Passage provided:

■ ■ ■ ■ ■

It was a pretty slow week for tech deals in the Northwest—chalk it up to the election and the Veteran’s Day holiday. Nevertheless, there was a trickle of activity in software, digital media, and energy.
—Seattle-based Voyager Capital has led an investment in Keystream, a Mountain View, CA-based online video advertising startup. The deal closed earlier this year, and the financial terms were not announced. Keystream’s software allows Web publishers to insert ads into blank spaces in their video content.
—Entrance Controls, a Tukwila, WA-based security company, acquired Portland, OR-based 1Pointe, a startup that delivers secure networking, storage, and wireless technologies to businesses. The terms of the deal were not disclosed.
—Puget Sound Energy, the Bellevue, WA-based utility company, purchased 22 wind turbine generators from Vestas, a leading turbine manufacturer with U.S. headquarters in Portland, OR. The turbines will be used to expand the Wild Horse Wind and Solar Facility in eastern Kittitas County, WA, and they make up most of the project’s $100 million budget.

■ ■ ■ ■ ■

Exercise requirements:
• 1. Copy the Northwest tech deals roundup between "It was a pretty" and "media, and energy.", inclusive, with no changes.
• 2. Carry on the roundup of Northwest tech deals from its last sentence onward.

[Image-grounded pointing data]
■ ■ ■ ■ ■

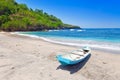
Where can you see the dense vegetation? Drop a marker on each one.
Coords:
(18, 17)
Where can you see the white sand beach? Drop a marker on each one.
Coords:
(25, 58)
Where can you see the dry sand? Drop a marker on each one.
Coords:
(24, 58)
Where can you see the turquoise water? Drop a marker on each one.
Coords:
(107, 38)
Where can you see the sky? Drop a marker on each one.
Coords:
(83, 13)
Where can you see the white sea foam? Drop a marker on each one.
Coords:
(81, 43)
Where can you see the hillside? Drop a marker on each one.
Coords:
(18, 17)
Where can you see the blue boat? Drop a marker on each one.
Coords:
(73, 57)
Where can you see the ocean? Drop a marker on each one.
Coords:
(98, 38)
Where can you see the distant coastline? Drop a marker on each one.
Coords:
(18, 17)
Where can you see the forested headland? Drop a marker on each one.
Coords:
(18, 17)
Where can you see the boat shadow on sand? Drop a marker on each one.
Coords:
(76, 67)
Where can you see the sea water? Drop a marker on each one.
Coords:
(101, 38)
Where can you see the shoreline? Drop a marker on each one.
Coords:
(25, 58)
(105, 49)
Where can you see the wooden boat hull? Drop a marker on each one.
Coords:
(65, 61)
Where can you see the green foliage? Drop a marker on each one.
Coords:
(17, 17)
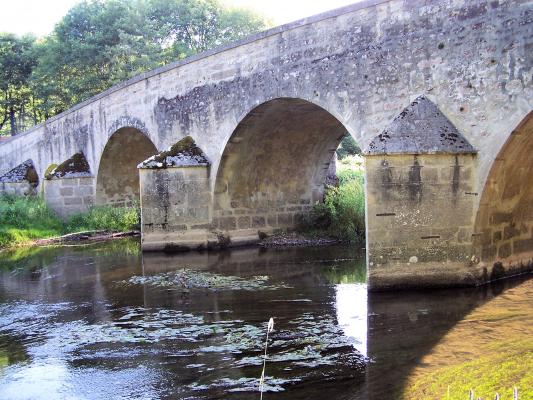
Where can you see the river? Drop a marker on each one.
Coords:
(107, 322)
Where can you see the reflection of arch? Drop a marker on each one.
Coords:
(405, 327)
(118, 179)
(504, 222)
(274, 165)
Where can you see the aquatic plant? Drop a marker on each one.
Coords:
(270, 328)
(193, 279)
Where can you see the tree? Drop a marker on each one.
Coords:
(100, 43)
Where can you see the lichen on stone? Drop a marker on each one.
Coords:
(184, 153)
(421, 128)
(24, 172)
(75, 167)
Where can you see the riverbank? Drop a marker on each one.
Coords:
(28, 221)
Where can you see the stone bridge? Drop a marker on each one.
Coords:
(237, 141)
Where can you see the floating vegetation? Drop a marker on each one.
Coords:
(226, 354)
(194, 279)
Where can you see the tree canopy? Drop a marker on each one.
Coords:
(99, 43)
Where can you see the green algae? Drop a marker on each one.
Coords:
(186, 279)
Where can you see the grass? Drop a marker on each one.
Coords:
(342, 213)
(25, 219)
(484, 353)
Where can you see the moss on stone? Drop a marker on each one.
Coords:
(75, 166)
(184, 153)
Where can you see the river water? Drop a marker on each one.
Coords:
(107, 322)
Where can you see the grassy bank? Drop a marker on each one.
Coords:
(25, 219)
(342, 214)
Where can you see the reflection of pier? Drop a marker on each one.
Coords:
(403, 328)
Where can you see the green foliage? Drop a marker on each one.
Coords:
(99, 43)
(17, 100)
(348, 147)
(122, 219)
(342, 213)
(24, 219)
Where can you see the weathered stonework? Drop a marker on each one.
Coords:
(20, 181)
(269, 111)
(176, 199)
(69, 188)
(503, 239)
(420, 202)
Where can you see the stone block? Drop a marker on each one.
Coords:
(258, 222)
(66, 191)
(70, 201)
(227, 223)
(243, 222)
(68, 181)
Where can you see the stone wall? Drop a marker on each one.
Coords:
(504, 223)
(18, 188)
(420, 219)
(69, 195)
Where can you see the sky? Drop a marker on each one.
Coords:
(40, 16)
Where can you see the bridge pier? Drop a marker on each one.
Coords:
(176, 199)
(420, 181)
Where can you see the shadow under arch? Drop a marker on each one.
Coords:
(117, 182)
(274, 165)
(504, 221)
(405, 327)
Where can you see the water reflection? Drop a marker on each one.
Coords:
(353, 320)
(108, 322)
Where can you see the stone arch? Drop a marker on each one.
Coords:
(117, 181)
(504, 221)
(273, 166)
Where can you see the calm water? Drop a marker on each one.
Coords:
(105, 322)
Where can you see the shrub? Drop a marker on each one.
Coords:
(342, 213)
(106, 218)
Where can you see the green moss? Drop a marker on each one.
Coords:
(75, 165)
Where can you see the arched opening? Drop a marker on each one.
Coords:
(118, 178)
(504, 222)
(274, 167)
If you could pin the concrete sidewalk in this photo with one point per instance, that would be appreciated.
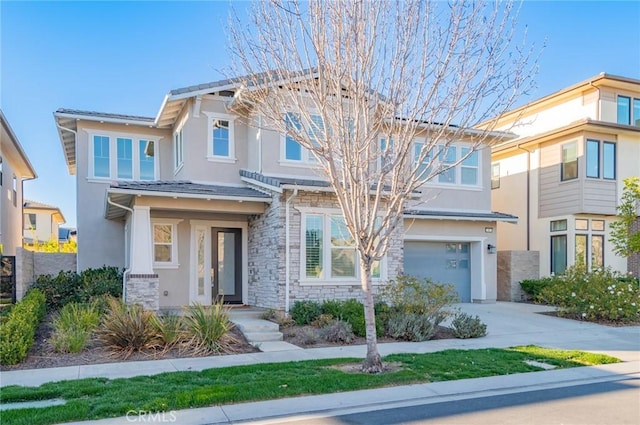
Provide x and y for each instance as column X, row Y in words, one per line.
column 508, row 324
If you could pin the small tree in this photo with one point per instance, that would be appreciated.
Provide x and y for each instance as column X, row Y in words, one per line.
column 373, row 71
column 625, row 232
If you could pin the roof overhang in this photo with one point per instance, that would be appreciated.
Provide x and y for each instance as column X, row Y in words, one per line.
column 574, row 127
column 460, row 216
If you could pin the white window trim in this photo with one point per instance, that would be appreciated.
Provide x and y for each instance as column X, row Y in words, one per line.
column 326, row 253
column 113, row 155
column 307, row 161
column 212, row 116
column 173, row 222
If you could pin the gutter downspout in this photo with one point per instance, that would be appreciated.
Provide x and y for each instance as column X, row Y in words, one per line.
column 126, row 272
column 287, row 252
column 528, row 196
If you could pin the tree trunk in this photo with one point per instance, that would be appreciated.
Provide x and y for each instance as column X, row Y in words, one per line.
column 373, row 362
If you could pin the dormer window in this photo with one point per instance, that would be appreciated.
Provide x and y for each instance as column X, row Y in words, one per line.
column 221, row 143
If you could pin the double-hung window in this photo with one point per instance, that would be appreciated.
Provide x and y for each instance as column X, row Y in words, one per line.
column 569, row 166
column 329, row 252
column 628, row 111
column 293, row 151
column 221, row 143
column 122, row 158
column 601, row 159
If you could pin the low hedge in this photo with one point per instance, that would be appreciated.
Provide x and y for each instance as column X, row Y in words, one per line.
column 18, row 331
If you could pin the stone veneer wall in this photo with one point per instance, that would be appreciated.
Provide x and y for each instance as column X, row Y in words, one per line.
column 267, row 255
column 30, row 265
column 633, row 262
column 513, row 267
column 143, row 289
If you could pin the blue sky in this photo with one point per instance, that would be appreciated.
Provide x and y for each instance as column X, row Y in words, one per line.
column 123, row 57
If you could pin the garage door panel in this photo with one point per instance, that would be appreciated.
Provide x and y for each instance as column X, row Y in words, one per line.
column 444, row 262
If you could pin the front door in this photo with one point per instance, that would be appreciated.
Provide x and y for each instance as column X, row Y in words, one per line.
column 226, row 265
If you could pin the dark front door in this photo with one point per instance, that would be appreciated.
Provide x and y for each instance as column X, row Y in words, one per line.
column 226, row 263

■ ■ ■ ■ ■

Outputs by task:
• 1.
It was a pretty slow week for tech deals in the Northwest—chalk it up to the election and the Veteran’s Day holiday. Nevertheless, there was a trickle of activity in software, digital media, and energy.

• 2.
—Apptio, a Bellevue, WA-based startup that helps companies manage and optimize their IT costs, signed up a new batch of customers, including Alaska Airlines, SkyTap, and SumTotal. A year ago, the company raised $7 million from Madrona Venture Group, Greylock Partners, Ignition Partners, and other investors.
—Not a deal, but a list of dealbreakers: Seattle angel investor Geoff Entress, formerly a venture partner at Madrona Venture Group, gave his Top 10 list of why startups fail. (The list goes to 11, like a Spinal Tap amp.)
—Also not a deal per se, but Luke reported on how Portland, OR-based Wellpartner, a mail-order pharmacy, is helping clinics that serve the poor gain access to drugs at half the average wholesale price that private insurers get charged. Wellpartner does it by cutting through the red tape of a federal program known as 340B.